Search the records for the string "yellow" and return each line that has it.
======
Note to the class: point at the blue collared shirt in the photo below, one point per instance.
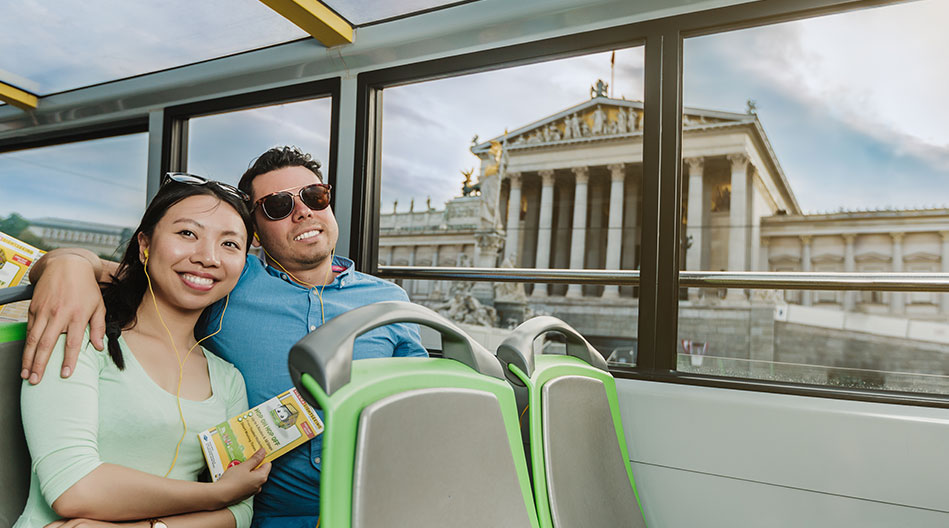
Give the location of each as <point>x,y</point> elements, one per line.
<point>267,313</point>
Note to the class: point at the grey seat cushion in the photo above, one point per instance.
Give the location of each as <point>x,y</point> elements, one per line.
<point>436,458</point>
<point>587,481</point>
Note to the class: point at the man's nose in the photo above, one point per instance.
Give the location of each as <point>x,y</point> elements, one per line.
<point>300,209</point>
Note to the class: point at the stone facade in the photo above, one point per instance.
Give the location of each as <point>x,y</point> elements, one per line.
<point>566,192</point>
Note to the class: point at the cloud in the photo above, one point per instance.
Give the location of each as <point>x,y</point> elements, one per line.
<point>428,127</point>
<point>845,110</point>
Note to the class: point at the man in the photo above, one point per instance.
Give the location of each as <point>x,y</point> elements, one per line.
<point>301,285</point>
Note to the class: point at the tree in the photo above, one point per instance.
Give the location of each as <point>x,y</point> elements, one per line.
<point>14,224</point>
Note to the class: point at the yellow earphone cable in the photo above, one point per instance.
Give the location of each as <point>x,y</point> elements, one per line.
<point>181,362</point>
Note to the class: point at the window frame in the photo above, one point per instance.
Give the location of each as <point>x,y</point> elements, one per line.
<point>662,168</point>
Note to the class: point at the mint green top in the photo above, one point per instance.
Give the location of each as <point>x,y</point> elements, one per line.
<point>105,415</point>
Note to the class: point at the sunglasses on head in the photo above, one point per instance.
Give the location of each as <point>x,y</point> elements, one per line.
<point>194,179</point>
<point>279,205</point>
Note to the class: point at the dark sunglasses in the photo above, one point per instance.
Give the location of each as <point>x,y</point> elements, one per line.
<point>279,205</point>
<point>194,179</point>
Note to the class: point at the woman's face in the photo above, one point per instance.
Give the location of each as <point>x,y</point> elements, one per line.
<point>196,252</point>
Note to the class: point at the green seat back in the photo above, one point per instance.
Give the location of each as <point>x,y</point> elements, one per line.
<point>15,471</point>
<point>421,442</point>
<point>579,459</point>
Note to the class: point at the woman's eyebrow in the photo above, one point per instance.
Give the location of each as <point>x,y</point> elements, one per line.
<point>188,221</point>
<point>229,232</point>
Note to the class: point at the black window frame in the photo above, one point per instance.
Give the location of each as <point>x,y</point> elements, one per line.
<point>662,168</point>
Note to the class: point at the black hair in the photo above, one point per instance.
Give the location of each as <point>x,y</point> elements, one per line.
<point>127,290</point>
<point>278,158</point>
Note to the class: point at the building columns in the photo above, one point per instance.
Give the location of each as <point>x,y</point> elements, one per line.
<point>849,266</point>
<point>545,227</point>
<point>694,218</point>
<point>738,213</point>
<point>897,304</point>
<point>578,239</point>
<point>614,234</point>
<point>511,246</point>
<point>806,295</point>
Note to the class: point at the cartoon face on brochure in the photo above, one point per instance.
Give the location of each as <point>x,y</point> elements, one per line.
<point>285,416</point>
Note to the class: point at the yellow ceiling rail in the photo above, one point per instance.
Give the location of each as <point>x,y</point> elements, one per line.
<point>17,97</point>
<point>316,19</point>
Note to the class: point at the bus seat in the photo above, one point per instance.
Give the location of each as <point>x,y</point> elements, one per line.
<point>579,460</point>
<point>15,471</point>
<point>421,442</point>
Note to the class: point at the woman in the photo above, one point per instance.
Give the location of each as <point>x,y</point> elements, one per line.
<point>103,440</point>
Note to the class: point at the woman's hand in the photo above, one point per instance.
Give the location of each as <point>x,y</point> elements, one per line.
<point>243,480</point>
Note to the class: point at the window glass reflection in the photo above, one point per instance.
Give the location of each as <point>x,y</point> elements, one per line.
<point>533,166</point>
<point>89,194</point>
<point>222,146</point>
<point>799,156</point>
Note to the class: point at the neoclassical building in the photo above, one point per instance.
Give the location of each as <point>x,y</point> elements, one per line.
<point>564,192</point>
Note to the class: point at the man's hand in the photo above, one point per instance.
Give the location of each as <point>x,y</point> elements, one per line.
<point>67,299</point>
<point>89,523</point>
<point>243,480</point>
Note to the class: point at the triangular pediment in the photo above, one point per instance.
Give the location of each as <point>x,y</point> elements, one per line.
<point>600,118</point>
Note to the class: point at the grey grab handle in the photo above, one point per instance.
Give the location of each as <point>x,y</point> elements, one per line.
======
**SOLUTION TO THIS PROBLEM:**
Note to the class: point at the yellow earphone cable in the photo above, one point per instance.
Note to the class: point at the yellow ceiling rail in the photo above, one point per instance.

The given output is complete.